--- What is being asked ---
If a record contains a picture, skip the picture and transcribe the rest exactly.

[Opening Available data section]

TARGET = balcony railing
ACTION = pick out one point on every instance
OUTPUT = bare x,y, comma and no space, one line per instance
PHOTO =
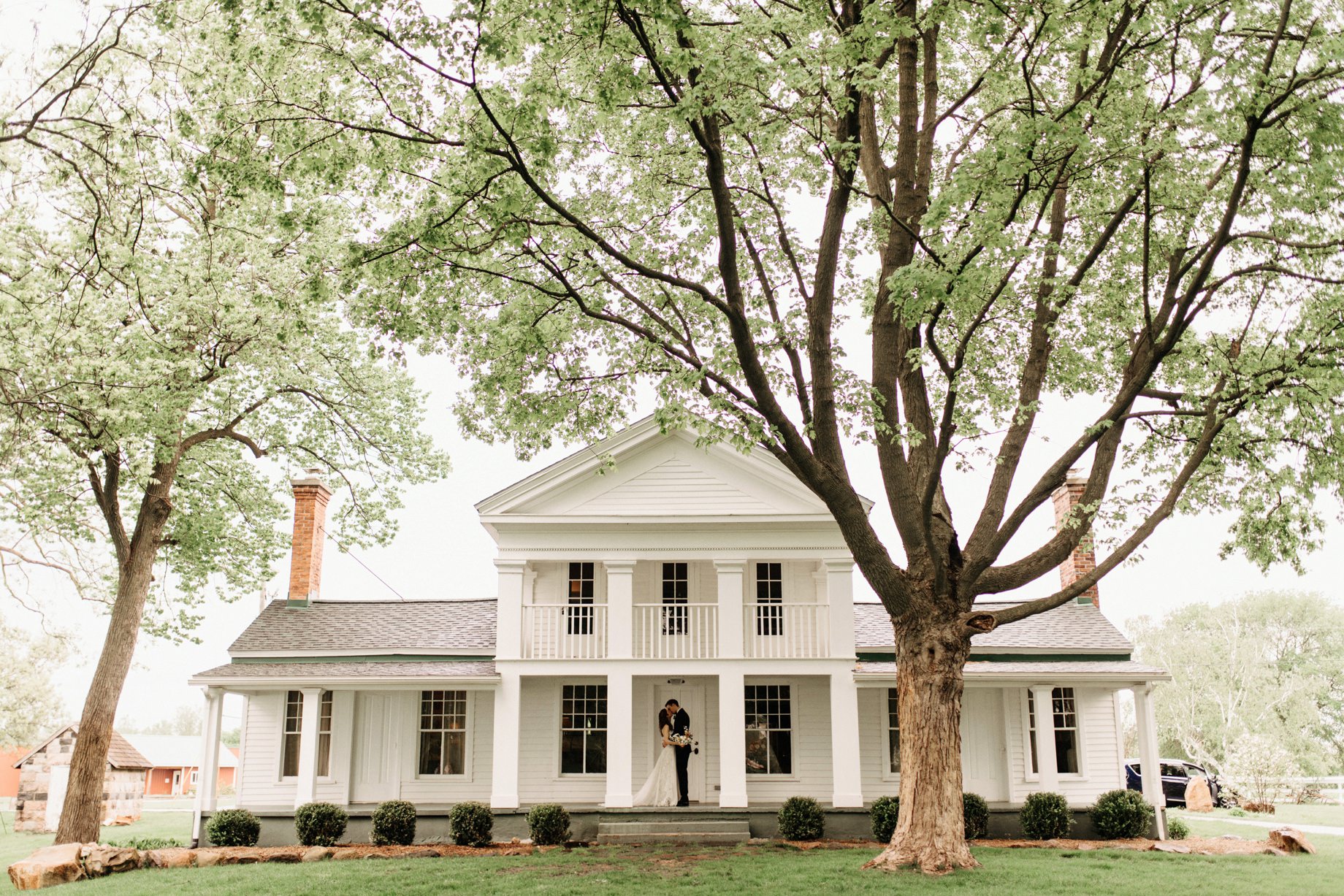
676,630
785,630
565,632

[Closing Available data section]

--- Result for this task ---
TARGET = balcony railing
ACTION = pick out one point on every instance
OUTPUT = bare x,y, comma and no space, one line per instance
PHOTO =
676,630
785,630
565,632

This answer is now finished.